A wiggle sequence is a sequence where the differences between successive numbers strictly alternate between positive and negative. The first difference (if one exists) may be either positive or negative. A sequence with one element and a sequence with two non-equal elements are trivially wiggle sequences.

A subsequence is obtained by deleting some elements (possibly zero) from the original sequence, leaving the remaining elements in their original order.

Given an integer array nums, return **the length of the longest *wiggle subsequence* of **nums.

  Example 1:

Input: nums = [1,7,4,9,2,5]
Output: 6
Explanation: The entire sequence is a wiggle sequence with differences (6, -3, 5, -7, 3).

Example 2:

Input: nums = [1,17,5,10,13,15,10,5,16,8]
Output: 7
Explanation: There are several subsequences that achieve this length.

◆ To-do item A ◆
Answer these from the wiggle sequence problem:
(i) What output does Example 1 give?
(ii) How is a subsequence obtained?
(iii) Which two kinds of sequence count trivially as wiggle sequences?
◆ To-do item B ◆
Please quote the wiggle sequence problem, beginning at the words "A subsequence is" and stopping after "subsequence* of **nums.".
◆ To-do item C ◆
Tell whether each statement agrees with the wiggle sequence problem:
(i) The first difference in a wiggle sequence must be positive.
(ii) Example 2 gives an output of 7.
(iii) Forming a subsequence can change the order of the elements that remain.

◆ Record set ◆
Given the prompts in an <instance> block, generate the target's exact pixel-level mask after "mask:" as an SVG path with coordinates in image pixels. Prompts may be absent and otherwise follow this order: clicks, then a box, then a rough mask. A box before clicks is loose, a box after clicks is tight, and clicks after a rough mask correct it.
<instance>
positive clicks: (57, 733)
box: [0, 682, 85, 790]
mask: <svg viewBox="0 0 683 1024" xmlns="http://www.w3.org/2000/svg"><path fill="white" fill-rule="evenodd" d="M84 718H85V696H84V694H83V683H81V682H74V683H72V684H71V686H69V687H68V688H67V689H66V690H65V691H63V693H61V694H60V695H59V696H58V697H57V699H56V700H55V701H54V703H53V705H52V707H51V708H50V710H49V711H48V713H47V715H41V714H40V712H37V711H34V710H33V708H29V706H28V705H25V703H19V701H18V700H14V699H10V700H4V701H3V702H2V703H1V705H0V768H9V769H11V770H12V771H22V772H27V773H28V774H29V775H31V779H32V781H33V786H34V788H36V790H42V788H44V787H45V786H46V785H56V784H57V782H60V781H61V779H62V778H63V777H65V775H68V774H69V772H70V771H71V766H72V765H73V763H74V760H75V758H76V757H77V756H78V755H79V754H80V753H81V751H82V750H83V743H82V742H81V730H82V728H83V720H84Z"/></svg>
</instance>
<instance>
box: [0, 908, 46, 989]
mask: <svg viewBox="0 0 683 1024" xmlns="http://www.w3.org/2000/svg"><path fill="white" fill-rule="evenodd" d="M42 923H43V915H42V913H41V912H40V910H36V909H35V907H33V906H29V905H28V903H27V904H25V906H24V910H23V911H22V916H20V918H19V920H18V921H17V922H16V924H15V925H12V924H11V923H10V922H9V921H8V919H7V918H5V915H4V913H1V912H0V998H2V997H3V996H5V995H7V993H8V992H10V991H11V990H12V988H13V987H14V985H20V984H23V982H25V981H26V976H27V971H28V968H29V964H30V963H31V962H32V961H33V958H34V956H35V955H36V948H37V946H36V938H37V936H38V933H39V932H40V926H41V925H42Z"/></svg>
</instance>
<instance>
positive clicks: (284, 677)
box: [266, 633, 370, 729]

◆ Exercise response A ◆
(i) 6
(ii) By deleting some elements (possibly zero) from the original sequence and leaving the remaining elements in their original order.
(iii) A sequence with one element and a sequence with two non-equal elements.

◆ Exercise response B ◆
A subsequence is obtained by deleting some elements (possibly zero) from the original sequence, leaving the remaining elements in their original order.

Given an integer array nums, return **the length of the longest *wiggle subsequence* of **nums.

◆ Exercise response C ◆
(i) No: "The first difference (if one exists) may be either positive or negative."
(ii) Yes: "Output: 7"
(iii) No: "leaving the remaining elements in their original order."